For an extreme example, consider SERE (Survival, Evasion, Resistance, and
Escape) training. This is an extensive course intended to prepare personnel
for everything that can go wrong behind enemy lines--how to survive off the
land when separated from friendly forces (downed aircrews, for instance), how
to evade capture, and what to do when one is actually captured (the
"resistance" and "escape" portions). While the early portions of the course
cover comparatively "fun" subjects, the later portions involve being subjected
to captivity and abuse. The intent is to train people to resist torture and
escape from enemy POW camps.

------
jsm386
HBO's Hard Knocks is about as candid a look that you can get about the
experience the writer describes. This season with the Jets was particularly
interesting - management dealing with a holdout of possibly the best defensive
player in the NFL, what to do about a veteran who inspires and mentors the
younger player who will replace him...very soon, if not this season, and the
glimpse of everything the writer experienced. You see week after week players
on that bubble - will they make it, do they ever have a chance, can they prove
themselves. As reality television goes (granted a damn low standard) it is
impressive.

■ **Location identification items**
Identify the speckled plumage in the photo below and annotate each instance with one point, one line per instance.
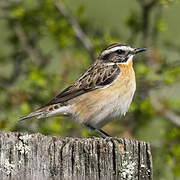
(102, 93)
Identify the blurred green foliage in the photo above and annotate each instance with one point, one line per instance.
(40, 55)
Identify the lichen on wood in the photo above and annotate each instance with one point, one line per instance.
(35, 156)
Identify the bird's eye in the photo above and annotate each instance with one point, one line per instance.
(120, 51)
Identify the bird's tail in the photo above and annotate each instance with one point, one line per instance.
(47, 111)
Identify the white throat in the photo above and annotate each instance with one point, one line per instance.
(127, 62)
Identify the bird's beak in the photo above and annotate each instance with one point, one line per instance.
(138, 50)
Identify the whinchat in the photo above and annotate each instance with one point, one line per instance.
(103, 92)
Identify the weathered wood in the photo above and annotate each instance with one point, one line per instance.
(38, 157)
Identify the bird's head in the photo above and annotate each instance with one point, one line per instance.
(119, 53)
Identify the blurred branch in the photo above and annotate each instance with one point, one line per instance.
(17, 71)
(155, 28)
(76, 27)
(166, 113)
(146, 10)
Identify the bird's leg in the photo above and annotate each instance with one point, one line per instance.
(99, 131)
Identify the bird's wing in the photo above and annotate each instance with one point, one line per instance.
(97, 76)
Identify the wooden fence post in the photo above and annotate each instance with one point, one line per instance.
(38, 157)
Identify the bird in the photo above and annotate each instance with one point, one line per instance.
(102, 93)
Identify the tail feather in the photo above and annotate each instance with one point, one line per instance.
(51, 110)
(37, 114)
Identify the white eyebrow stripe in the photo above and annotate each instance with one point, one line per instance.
(124, 48)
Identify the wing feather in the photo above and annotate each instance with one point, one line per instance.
(97, 76)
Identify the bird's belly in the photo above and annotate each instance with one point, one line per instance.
(111, 108)
(98, 107)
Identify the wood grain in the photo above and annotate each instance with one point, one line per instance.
(36, 157)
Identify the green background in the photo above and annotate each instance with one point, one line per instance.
(40, 55)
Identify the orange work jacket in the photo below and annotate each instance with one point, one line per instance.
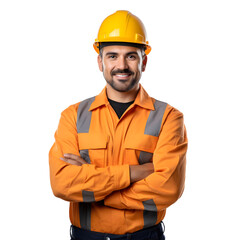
(100, 194)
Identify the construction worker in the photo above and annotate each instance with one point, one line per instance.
(119, 157)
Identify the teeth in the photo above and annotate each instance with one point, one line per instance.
(122, 75)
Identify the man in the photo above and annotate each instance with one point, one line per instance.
(119, 157)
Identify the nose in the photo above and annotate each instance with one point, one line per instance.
(122, 63)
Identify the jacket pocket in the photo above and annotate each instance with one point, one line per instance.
(92, 148)
(139, 149)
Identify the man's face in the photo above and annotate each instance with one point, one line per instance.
(122, 67)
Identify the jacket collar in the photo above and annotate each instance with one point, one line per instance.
(143, 100)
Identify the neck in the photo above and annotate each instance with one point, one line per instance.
(123, 97)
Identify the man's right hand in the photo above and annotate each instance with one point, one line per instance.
(139, 172)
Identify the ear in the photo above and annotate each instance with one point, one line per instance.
(144, 63)
(99, 59)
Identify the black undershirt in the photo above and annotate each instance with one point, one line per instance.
(119, 107)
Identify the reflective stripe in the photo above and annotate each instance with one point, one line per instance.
(85, 155)
(88, 196)
(149, 213)
(145, 157)
(85, 215)
(154, 122)
(84, 116)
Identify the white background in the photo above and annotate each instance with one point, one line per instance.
(47, 63)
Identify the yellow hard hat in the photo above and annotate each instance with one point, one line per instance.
(122, 26)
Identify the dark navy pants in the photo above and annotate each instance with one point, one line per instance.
(152, 233)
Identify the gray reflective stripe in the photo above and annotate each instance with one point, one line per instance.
(84, 116)
(145, 157)
(85, 155)
(85, 215)
(88, 196)
(149, 213)
(154, 122)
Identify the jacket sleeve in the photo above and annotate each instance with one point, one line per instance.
(86, 183)
(163, 187)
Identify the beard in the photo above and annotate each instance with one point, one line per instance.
(122, 85)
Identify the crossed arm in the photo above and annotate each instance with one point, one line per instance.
(123, 186)
(137, 172)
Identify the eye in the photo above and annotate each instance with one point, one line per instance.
(132, 57)
(112, 56)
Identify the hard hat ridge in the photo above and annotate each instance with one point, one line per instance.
(122, 27)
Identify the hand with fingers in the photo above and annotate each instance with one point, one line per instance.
(73, 159)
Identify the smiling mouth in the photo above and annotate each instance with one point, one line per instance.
(122, 76)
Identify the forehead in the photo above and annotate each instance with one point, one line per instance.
(121, 49)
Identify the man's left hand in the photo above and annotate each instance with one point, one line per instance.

■ **WHAT YOU SHOULD DO**
Extend the forum discussion about SERE training and HBO's Hard Knocks with a few more sentences after its final one.

■ **EXERCISE OUTPUT**
------
nkassis
One of my High School coaches loaned me this book by Jerry Kramer:
[http://www.amazon.com/Instant-Replay-Green-Diary-
Kramer/dp/0...](http://www.amazon.com/Instant-Replay-Green-Diary-
Kramer/dp/0385517459/ref=sr_1_1?ie=UTF8&s=books&qid=1284000553&sr=8-1#reader_0385517459)

It's interesting to see how these players experience such highs and lows
during a season, they often get to the point where they would just quit but
somehow manage to keep going. Great motivational book.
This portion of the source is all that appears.